TEXTO PARA ANALIZAR →
============

Domingo, 10 de marzo de 2013 | Hoy
ROUDINESCO: LAS MúLTIPLES FACETAS DE UN FILóSOFO APASIONADO
Por Élisabeth Roudinesco
Tratándose de un filósofo de la envergadura de Jacques Derrida, cuya inmensa obra –sesenta volúmenes, sin contar los seminarios aún inéditos– se tradujo y comentó a lo largo de todo el mundo, Benoît Peeters eligió, con razón, dedicarse no a la génesis ni al contenido de esa obra sino a la vida del hombre detrás del autor: su infancia, su familia, sus relaciones con las mujeres, sus amistades, su seducción, sus redes, sus angustias, sus gustos literarios, culinarios y hasta de ropa, su enseñanza y su itinerario político. En otras palabras, redactó una excelente biografía en el más puro estilo de la tradición anglosajona. Fue el primero en tener acceso a los archivos del filósofo, pertenecientes al Instituto Memorias de la Edición Contemporánea (IMEC) y a la biblioteca Langson de la Universidad de Irvine en California, y se entretuvo con un centenar de testigos esenciales.
También reconstruyó con la distancia necesaria las etapas de una vida que han conducido a un joven judío laico, nacido en 1930 en El Biar, en las alturas de Alger, después expulsado del liceo en octubre de 1942 por el régimen de Vichy, nada menos que a París en 1949 para seguir sus estudios en el liceo Louis le Grand e ingresar enseguida a la Escuela Normal Superior (ENS).

============

MATERIAL DE CONSULTA →
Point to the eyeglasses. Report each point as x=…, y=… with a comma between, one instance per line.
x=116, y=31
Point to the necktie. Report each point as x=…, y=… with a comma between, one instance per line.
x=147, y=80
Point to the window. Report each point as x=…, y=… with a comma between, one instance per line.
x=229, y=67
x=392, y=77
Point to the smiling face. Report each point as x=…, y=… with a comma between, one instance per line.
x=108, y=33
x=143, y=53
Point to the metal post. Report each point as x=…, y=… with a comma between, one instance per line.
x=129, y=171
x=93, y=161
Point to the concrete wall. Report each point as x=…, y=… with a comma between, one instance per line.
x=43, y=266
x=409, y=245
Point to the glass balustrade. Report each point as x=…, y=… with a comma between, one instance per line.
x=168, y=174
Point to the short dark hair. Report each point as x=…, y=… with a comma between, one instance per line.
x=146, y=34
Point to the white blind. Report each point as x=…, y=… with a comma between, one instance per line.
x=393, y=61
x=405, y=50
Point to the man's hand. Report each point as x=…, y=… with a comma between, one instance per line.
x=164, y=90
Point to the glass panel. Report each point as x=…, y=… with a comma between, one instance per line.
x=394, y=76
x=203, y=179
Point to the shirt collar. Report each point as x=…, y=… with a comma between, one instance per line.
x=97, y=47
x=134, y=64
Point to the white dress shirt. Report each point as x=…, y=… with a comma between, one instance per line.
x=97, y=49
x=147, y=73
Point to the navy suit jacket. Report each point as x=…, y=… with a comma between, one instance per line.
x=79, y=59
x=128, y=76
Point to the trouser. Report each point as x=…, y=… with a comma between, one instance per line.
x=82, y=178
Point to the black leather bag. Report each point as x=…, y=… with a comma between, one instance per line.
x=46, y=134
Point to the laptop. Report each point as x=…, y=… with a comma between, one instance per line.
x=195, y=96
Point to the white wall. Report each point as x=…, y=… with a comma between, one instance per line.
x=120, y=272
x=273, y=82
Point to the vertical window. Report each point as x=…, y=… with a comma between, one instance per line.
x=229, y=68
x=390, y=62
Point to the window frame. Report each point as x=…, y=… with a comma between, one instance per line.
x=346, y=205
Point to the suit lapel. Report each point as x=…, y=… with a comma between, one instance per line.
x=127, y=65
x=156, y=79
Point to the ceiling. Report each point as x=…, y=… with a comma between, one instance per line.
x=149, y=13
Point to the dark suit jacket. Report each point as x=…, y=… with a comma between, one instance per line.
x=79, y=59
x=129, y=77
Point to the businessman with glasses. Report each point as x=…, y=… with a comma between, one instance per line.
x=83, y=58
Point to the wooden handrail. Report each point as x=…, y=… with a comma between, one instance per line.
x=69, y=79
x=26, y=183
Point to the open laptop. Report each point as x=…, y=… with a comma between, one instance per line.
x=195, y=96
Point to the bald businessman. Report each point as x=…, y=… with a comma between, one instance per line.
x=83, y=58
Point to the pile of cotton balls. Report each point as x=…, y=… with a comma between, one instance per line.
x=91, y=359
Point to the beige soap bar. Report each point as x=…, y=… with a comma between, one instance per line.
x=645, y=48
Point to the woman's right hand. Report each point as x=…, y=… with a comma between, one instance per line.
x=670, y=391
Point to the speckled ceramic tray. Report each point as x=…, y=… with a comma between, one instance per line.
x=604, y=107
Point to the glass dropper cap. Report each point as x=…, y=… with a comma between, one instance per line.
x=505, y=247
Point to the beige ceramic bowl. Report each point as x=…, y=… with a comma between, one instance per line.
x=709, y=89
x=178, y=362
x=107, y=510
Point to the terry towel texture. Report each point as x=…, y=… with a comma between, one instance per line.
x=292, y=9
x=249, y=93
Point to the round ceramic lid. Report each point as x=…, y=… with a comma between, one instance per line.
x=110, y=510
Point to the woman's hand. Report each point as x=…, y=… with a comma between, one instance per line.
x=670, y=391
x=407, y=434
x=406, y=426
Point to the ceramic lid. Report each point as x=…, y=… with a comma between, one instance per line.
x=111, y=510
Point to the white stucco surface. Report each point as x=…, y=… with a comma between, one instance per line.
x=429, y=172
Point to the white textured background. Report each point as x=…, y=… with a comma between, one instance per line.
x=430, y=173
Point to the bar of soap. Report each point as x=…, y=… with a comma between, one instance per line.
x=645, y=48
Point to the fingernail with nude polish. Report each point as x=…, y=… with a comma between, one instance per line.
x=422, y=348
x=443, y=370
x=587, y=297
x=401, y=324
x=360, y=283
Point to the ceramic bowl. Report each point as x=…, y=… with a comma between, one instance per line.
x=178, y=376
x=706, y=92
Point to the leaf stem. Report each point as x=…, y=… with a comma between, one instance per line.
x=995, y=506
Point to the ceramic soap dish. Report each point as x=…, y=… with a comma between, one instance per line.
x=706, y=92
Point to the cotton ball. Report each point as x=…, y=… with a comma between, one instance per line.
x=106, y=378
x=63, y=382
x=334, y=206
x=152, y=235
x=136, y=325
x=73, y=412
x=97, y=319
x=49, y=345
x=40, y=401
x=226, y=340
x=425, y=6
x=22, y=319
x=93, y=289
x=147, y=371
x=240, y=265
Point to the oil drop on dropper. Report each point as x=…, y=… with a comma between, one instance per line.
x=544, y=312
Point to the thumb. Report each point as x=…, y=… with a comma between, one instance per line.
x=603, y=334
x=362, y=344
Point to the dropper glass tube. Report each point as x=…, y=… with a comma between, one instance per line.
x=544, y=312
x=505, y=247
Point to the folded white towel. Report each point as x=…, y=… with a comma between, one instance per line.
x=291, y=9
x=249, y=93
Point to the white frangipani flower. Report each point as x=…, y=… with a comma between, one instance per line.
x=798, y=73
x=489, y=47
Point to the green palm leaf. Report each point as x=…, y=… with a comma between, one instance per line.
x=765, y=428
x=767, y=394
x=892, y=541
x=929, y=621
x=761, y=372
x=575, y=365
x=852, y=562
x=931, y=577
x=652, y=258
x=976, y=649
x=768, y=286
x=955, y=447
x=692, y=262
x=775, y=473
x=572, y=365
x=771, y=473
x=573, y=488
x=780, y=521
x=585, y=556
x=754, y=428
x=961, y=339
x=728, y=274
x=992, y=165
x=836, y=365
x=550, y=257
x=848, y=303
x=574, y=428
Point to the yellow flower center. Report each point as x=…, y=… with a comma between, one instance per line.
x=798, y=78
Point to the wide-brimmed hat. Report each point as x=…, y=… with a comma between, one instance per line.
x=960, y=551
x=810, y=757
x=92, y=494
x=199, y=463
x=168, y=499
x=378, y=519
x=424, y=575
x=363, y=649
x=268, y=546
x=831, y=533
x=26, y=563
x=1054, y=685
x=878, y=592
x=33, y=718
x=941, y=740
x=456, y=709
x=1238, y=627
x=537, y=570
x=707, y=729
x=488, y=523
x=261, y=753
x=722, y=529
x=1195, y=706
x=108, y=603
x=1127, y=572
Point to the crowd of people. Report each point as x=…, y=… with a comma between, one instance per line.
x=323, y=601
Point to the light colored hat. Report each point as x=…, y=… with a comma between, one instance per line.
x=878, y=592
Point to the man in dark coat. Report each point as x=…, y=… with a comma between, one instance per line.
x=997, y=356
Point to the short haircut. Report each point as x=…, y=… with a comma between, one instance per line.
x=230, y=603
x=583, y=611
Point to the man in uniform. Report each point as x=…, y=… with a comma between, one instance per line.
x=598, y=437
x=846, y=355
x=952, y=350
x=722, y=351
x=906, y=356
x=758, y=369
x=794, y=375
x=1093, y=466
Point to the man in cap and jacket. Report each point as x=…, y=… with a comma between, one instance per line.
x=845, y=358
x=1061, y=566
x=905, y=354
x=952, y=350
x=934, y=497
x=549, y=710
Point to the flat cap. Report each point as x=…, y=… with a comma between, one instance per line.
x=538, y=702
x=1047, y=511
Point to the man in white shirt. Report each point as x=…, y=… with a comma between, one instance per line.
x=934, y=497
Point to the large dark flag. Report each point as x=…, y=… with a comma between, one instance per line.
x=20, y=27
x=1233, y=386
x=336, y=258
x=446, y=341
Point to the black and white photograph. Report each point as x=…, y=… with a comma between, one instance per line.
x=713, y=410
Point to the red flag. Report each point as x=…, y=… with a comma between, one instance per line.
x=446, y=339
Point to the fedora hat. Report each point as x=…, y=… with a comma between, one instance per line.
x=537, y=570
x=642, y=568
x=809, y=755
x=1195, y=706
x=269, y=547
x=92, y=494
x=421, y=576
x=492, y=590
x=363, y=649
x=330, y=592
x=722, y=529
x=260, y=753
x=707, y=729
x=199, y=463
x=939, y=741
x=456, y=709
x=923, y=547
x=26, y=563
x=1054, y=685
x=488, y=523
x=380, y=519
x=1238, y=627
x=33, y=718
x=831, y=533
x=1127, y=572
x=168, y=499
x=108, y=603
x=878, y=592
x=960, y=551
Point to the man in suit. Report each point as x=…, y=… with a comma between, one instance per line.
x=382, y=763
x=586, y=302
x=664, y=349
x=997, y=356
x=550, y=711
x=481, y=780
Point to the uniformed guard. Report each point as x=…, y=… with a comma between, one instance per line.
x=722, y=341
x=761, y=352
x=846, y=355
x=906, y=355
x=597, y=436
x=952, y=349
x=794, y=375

============

LISTA DE TAREAS →
- A) Responda a las siguientes preguntas sobre la reseña de la biografía de Jacques Derrida:
(i) ¿Cuántos volúmenes comprende la obra de Derrida, sin contar los seminarios aún inéditos?
(ii) ¿A qué dos instituciones pertenecen los archivos del filósofo consultados por Benoît Peeters?
(iii) ¿En qué año llegó Derrida a París y en qué liceo prosiguió allí sus estudios?
- B) Prosiga la reseña sobre la biografía de Jacques Derrida a partir de su última oración.

RESPUESTAS →
- A)
(i) Sesenta volúmenes.
(ii) Al Instituto Memorias de la Edición Contemporánea (IMEC) y a la biblioteca Langson de la Universidad de Irvine, en California.
(iii) En 1949, en el liceo Louis le Grand.

- B)
En 1966, después de iniciarse en la obra de Husserl, Derrida participa del célebre simposio sobre el estructuralismo, organizado por la Universidad Johns Hopkins, de Baltimore, donde se encuentran Roland Barthes, Jean Pierre Vernant, Jean Hyppolite, René Girard y Jacques Lacan. Un fecundo momento de la historia cultural franco-americana. Un año más tarde, conoce a Paul de Man, teórico modernista de la crítica literaria, que le abre las puertas de varias universidades estadounidenses. Muy rápidamente, y sobre todo con la publicación de De la gramatología (Minuit, 1967) y de La escritura y la diferencia (Seuil, 1967), obtiene un éxito considerable, transformándose en contemporáneo, diez años más tarde, de dos brillantes generaciones de intelectuales con los que no cesará de dialogar: Emmanuel Lévinas, Maurice Blanchot, Jean Genet, Michel Foucault, Pierre Bourdieu, Louis Althusser, Gilles Deleuze, Jean-François Lyotard, etc...
Derrida siempre ha sido un socialdemócrata, anticolonialista, feminista, hostil a la pena de muerte, heredero del Siglo de las Luces, ligado a la escuela republicana, admirador de De Gaulle y de Nelson Mandela. Sin embargo, a partir de 1987, tal como subraya Peeters, es tratado de nihilista, antidemócrata y adepto a dos teóricos nazis –Carl Schmitt y Martin Heidegger–, además de haber tomado, en 1987, una pobre defensa de su amigo de Man, cuyo pasado de viejo colaborador de un diario antisemita belga se reveló póstumamente.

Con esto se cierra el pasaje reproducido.